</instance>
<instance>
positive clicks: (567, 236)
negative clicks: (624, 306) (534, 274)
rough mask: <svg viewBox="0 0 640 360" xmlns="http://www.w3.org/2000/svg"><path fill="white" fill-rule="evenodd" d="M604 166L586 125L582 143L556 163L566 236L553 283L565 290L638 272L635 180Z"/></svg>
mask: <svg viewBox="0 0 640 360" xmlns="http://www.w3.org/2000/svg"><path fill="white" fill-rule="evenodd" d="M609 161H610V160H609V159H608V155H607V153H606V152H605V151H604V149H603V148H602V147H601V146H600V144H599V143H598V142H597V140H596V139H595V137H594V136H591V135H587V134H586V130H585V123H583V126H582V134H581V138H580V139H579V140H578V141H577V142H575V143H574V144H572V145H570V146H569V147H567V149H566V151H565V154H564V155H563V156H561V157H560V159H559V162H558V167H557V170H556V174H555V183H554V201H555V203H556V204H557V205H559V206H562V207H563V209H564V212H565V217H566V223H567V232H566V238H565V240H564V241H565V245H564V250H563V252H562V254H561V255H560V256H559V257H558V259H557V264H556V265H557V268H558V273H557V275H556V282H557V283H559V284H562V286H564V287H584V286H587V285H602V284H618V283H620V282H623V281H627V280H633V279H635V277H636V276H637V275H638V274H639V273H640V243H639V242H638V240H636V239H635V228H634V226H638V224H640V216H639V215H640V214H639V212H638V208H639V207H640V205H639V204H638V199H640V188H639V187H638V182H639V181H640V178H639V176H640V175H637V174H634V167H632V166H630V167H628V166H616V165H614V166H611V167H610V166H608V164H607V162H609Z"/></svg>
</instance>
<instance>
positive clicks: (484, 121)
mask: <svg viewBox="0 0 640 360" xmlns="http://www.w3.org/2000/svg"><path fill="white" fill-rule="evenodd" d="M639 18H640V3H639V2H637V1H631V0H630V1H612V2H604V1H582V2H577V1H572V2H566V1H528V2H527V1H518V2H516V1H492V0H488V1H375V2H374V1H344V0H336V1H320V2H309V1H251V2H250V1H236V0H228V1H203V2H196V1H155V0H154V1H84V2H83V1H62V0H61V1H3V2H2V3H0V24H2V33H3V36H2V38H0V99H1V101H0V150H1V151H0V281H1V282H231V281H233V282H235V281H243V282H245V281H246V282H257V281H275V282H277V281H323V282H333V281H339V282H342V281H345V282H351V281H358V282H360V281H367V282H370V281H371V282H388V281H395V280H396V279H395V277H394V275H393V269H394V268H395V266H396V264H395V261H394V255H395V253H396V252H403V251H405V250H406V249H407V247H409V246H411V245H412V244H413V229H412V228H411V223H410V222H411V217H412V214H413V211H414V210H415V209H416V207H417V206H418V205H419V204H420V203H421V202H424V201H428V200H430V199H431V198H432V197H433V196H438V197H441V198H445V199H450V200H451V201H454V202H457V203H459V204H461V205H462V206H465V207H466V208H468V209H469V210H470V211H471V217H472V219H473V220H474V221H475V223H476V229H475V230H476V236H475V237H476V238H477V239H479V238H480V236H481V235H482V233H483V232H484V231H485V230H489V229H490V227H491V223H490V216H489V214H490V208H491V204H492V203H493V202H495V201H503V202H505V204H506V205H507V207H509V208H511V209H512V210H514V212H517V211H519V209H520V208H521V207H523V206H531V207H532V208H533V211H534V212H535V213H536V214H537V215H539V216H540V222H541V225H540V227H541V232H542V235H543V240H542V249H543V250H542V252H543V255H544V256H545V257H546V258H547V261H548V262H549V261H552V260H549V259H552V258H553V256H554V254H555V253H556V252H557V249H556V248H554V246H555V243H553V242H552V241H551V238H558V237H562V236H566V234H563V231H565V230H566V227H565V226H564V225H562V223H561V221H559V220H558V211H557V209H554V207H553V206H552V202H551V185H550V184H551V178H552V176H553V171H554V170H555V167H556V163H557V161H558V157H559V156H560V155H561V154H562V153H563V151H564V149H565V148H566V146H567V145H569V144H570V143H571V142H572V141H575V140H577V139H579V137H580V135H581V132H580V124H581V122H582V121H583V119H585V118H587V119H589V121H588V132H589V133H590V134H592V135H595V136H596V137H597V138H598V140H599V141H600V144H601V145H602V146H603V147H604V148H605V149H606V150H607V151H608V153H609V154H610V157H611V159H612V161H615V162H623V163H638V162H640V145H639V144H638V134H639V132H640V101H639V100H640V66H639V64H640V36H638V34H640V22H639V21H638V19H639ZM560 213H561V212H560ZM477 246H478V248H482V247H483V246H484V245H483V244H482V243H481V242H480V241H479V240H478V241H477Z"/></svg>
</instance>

····················

▶ [REQUEST]: Update the rows from the first line through the line containing "rough mask: <svg", both included, by changing "negative clicks" to "background clicks" and keeping everything else the same. Return only those lines.

▶ [RESULT OF THE TASK]:
</instance>
<instance>
positive clicks: (567, 236)
background clicks: (624, 306) (534, 274)
rough mask: <svg viewBox="0 0 640 360" xmlns="http://www.w3.org/2000/svg"><path fill="white" fill-rule="evenodd" d="M604 166L586 125L582 143L556 163L566 236L553 283L565 290L638 272L635 180Z"/></svg>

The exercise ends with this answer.